[Start of Attachment]
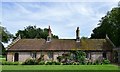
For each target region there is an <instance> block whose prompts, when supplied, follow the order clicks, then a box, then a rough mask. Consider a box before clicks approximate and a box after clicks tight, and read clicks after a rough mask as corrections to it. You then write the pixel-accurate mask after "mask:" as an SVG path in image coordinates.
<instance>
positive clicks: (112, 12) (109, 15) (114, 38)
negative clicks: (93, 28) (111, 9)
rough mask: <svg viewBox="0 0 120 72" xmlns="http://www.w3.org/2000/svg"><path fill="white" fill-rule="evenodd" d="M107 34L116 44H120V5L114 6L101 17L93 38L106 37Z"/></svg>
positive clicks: (114, 42) (96, 38)
mask: <svg viewBox="0 0 120 72" xmlns="http://www.w3.org/2000/svg"><path fill="white" fill-rule="evenodd" d="M106 34H107V35H108V37H109V38H110V40H111V41H112V42H113V43H114V44H115V45H116V46H120V6H118V7H115V8H113V9H112V10H111V11H109V12H108V13H107V14H106V15H105V16H104V17H102V18H101V20H100V23H99V24H98V27H96V28H95V29H94V30H93V33H92V34H91V38H96V39H101V38H105V37H106Z"/></svg>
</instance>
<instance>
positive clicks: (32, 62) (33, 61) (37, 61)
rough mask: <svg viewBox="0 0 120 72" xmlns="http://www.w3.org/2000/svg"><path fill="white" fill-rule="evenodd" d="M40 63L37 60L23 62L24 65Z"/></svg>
mask: <svg viewBox="0 0 120 72" xmlns="http://www.w3.org/2000/svg"><path fill="white" fill-rule="evenodd" d="M37 64H38V61H37V60H35V59H27V60H26V61H25V62H23V65H37Z"/></svg>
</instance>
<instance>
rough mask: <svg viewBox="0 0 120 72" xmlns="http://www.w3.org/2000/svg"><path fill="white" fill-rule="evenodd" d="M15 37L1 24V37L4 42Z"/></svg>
mask: <svg viewBox="0 0 120 72" xmlns="http://www.w3.org/2000/svg"><path fill="white" fill-rule="evenodd" d="M12 37H13V35H12V34H10V33H9V32H8V31H7V29H6V28H5V27H2V26H0V39H1V41H2V42H4V43H7V42H8V41H9V40H10V39H11V38H12Z"/></svg>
[End of Attachment]
**What the exercise asks**:
Swap "rough mask" for "coarse mask" throughout the lines running from the start of the items through the line containing "34L116 44H120V5L114 6L101", inclusive, and give those lines back with nothing else changed. Leave the pictures out of your answer.

**Written answer**:
For each target region there is an <instance> block whose prompts, when supplied, follow the order clicks, then a box, then a coarse mask. Consider a box before clicks approximate and a box after clicks tight, and read clicks after a coarse mask as corrections to it. You then write the pixel-accurate mask after "mask:" as an SVG path in image coordinates.
<instance>
positive clicks: (112, 12) (109, 15) (114, 38)
negative clicks: (93, 28) (111, 9)
coarse mask: <svg viewBox="0 0 120 72" xmlns="http://www.w3.org/2000/svg"><path fill="white" fill-rule="evenodd" d="M107 34L116 44H120V5L114 6L101 17L93 38L106 37Z"/></svg>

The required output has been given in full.